与えられた指示 1 => ワンフェスの戦利品をめぐる会話文で、ファインモールドのご機嫌クリーナーを買った理由を、文章の述べるとおりに1〜3文で説明せよ。

提示された文章 =>
══════════
「というわけでワンフェスである」
「はいはい」
「滅多に行かない珍しいワンフェスである」
「はいはい」
「これで体力気力は使い尽くしたので、もうコミケには行けないワンフェスである」
「はいはい。それで戦利品は?」
- ピンキーストリート改造パーツのシムーン
- 3Dプリンターのパンフレット1枚
- ファインモールドのご機嫌クリーナー
「なんか凄く意味不明だよ」
「シムーンは、知り合いの造形だし、ピンと来るものがあったので買った。しかし、ピンキーストリートの頭部がないと作れない。1体調達しないと」
「君がピンキーストリート?」
「変な萌え企業ではなくGSIクレオスの製品だからちょっと安心」
「それだけ?」
「ピンキーとキラーズ世代をなめるな。わーすれられないの(わすれられないの)♪」
「それは関係ないから」
「そんなー」
「3Dプリンターのパンフレット1枚ってなんだい?」
「たかが13万円程度で凄くいい造形を行う機材が展示されていた。しかも動作音が凄く静か。これがあればうるさくて大きなモデラを追放できる……かもしれない。しかも、モデラではスピンドルが入れない部分は掘れなかったが、これならそれも含めて造形できる。金は掛かるが本気で導入を考えた」
「予算の裏付けは?」
「そんなものは無い。だからすぐ買うのは無理。でも本気で欲しいと思った」
「じゃあ、ファインモールドのご機嫌クリーナーってなに?」
「『一部輸入プラキットやレジンキットに残った離形剤の洗浄に使える』という。本当に落ちるかは知らないが、ダメ元で買ってみた」
「なぜ?」
「離形剤が残っていると塗料を弾いて上手く塗れないが、1回では十分ではなく、何回も洗ったケースもあって、パーツの洗浄力アップは至上命題だったのだ」
「それで、どんな萌えフィギュアも買わずにそんなものばかり……」
══════════
保存データ =>
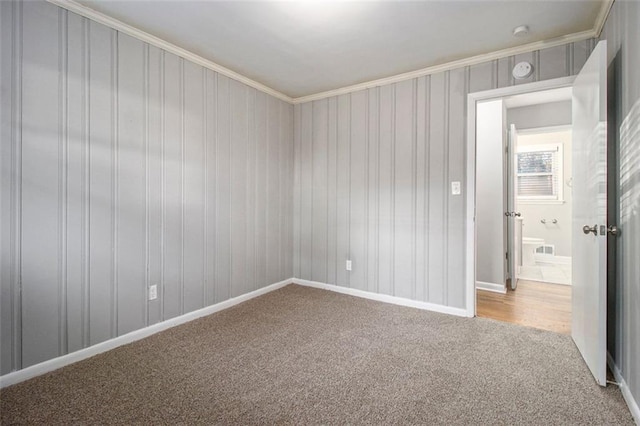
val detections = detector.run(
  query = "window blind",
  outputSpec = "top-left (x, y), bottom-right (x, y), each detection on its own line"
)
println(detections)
top-left (517, 149), bottom-right (560, 199)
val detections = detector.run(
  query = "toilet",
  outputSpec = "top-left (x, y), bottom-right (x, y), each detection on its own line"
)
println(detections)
top-left (522, 237), bottom-right (544, 266)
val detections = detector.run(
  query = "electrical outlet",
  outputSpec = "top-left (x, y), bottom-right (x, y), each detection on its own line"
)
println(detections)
top-left (149, 284), bottom-right (158, 300)
top-left (451, 181), bottom-right (460, 195)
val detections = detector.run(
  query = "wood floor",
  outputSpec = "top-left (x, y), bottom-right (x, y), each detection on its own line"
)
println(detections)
top-left (476, 280), bottom-right (571, 334)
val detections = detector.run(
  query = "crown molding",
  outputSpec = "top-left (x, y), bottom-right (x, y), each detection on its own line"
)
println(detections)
top-left (47, 0), bottom-right (615, 104)
top-left (47, 0), bottom-right (293, 103)
top-left (293, 29), bottom-right (596, 104)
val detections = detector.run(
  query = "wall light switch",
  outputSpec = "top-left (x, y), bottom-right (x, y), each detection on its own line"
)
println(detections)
top-left (149, 284), bottom-right (158, 300)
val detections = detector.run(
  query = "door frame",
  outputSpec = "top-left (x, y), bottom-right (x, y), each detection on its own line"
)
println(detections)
top-left (464, 76), bottom-right (575, 317)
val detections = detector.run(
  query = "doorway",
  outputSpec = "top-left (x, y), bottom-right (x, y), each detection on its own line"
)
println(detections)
top-left (465, 41), bottom-right (608, 386)
top-left (476, 87), bottom-right (572, 334)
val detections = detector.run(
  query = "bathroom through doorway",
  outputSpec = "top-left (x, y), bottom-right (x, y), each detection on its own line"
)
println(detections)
top-left (476, 87), bottom-right (572, 334)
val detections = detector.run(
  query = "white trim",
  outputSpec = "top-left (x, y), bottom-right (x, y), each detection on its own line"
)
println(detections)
top-left (607, 351), bottom-right (640, 425)
top-left (518, 124), bottom-right (572, 136)
top-left (593, 0), bottom-right (615, 38)
top-left (0, 278), bottom-right (292, 389)
top-left (476, 281), bottom-right (507, 294)
top-left (47, 0), bottom-right (614, 105)
top-left (533, 255), bottom-right (571, 265)
top-left (47, 0), bottom-right (293, 103)
top-left (464, 76), bottom-right (575, 316)
top-left (293, 278), bottom-right (469, 317)
top-left (518, 198), bottom-right (566, 205)
top-left (293, 30), bottom-right (596, 104)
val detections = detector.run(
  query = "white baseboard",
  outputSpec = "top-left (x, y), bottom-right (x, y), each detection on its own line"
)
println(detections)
top-left (607, 352), bottom-right (640, 425)
top-left (476, 281), bottom-right (507, 294)
top-left (0, 278), bottom-right (293, 389)
top-left (293, 278), bottom-right (473, 317)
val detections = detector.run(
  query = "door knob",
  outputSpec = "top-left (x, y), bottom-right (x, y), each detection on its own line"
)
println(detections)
top-left (607, 225), bottom-right (620, 236)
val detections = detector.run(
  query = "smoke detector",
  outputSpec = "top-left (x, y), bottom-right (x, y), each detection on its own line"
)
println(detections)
top-left (513, 25), bottom-right (529, 37)
top-left (512, 61), bottom-right (533, 80)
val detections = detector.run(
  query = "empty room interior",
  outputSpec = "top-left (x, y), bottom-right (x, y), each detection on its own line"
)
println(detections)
top-left (0, 0), bottom-right (640, 425)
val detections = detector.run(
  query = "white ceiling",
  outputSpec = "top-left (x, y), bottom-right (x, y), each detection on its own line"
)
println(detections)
top-left (79, 0), bottom-right (602, 98)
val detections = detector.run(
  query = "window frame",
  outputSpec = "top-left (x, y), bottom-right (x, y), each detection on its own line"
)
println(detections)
top-left (514, 142), bottom-right (565, 204)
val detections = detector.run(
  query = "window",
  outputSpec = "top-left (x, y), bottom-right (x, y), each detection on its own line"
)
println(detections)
top-left (516, 144), bottom-right (563, 202)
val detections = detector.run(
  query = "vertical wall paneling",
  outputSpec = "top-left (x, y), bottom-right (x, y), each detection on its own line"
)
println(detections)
top-left (65, 14), bottom-right (87, 352)
top-left (311, 99), bottom-right (329, 282)
top-left (376, 85), bottom-right (395, 294)
top-left (254, 92), bottom-right (269, 288)
top-left (413, 77), bottom-right (429, 301)
top-left (364, 88), bottom-right (380, 292)
top-left (336, 95), bottom-right (351, 286)
top-left (393, 80), bottom-right (415, 299)
top-left (293, 105), bottom-right (303, 277)
top-left (0, 2), bottom-right (23, 374)
top-left (297, 103), bottom-right (313, 280)
top-left (445, 68), bottom-right (468, 308)
top-left (115, 34), bottom-right (146, 334)
top-left (241, 89), bottom-right (257, 293)
top-left (428, 73), bottom-right (448, 304)
top-left (230, 80), bottom-right (248, 297)
top-left (162, 53), bottom-right (182, 319)
top-left (349, 90), bottom-right (369, 290)
top-left (0, 1), bottom-right (295, 374)
top-left (182, 61), bottom-right (205, 312)
top-left (20, 3), bottom-right (65, 367)
top-left (0, 2), bottom-right (600, 374)
top-left (87, 22), bottom-right (115, 345)
top-left (328, 98), bottom-right (341, 284)
top-left (215, 74), bottom-right (231, 302)
top-left (146, 47), bottom-right (164, 324)
top-left (294, 37), bottom-right (593, 309)
top-left (267, 97), bottom-right (281, 282)
top-left (204, 70), bottom-right (218, 305)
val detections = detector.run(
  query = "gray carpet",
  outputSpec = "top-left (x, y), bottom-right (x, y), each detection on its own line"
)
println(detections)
top-left (0, 285), bottom-right (633, 425)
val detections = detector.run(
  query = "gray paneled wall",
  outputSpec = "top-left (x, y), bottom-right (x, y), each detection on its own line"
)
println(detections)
top-left (0, 2), bottom-right (293, 374)
top-left (601, 1), bottom-right (640, 412)
top-left (293, 40), bottom-right (594, 308)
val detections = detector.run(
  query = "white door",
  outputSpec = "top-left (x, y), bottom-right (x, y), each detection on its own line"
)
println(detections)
top-left (507, 124), bottom-right (522, 290)
top-left (571, 41), bottom-right (607, 386)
══════════
与えられた指示 2 => エントリの先頭から「top-left (464, 76), bottom-right (575, 317)」を含む行までの範囲を両端も含めてすべて書き出し、その際に座標の数値はどれも37増やすこと。画像は出力に含めないこと。

課題の解答 1 => 離形剤が残っていると塗料を弾いて上手く塗れないうえ、洗浄は1回では十分でなく何回も洗ったケースもあったため、パーツの洗浄力アップは至上命題だった。そこで、一部輸入プラキットやレジンキットに残った離形剤の洗浄に使えるというこのクリーナーを、本当に落ちるかは知らないままダメ元で買った。

課題の解答 2 =>
val detections = detector.run(
  query = "window blind",
  outputSpec = "top-left (x, y), bottom-right (x, y), each detection on its own line"
)
println(detections)
top-left (554, 186), bottom-right (597, 236)
val detections = detector.run(
  query = "toilet",
  outputSpec = "top-left (x, y), bottom-right (x, y), each detection on its own line"
)
println(detections)
top-left (559, 274), bottom-right (581, 303)
val detections = detector.run(
  query = "electrical outlet",
  outputSpec = "top-left (x, y), bottom-right (x, y), each detection on its own line"
)
println(detections)
top-left (186, 321), bottom-right (195, 337)
top-left (488, 218), bottom-right (497, 232)
val detections = detector.run(
  query = "wood floor",
  outputSpec = "top-left (x, y), bottom-right (x, y), each detection on its own line"
)
println(detections)
top-left (513, 317), bottom-right (608, 371)
val detections = detector.run(
  query = "crown molding",
  outputSpec = "top-left (x, y), bottom-right (x, y), each detection on its own line"
)
println(detections)
top-left (84, 37), bottom-right (652, 141)
top-left (84, 37), bottom-right (330, 140)
top-left (330, 66), bottom-right (633, 141)
val detections = detector.run(
  query = "wall light switch",
  outputSpec = "top-left (x, y), bottom-right (x, y), each detection on its own line"
)
println(detections)
top-left (186, 321), bottom-right (195, 337)
val detections = detector.run(
  query = "door frame",
  outputSpec = "top-left (x, y), bottom-right (x, y), each detection on its own line"
)
println(detections)
top-left (501, 113), bottom-right (612, 354)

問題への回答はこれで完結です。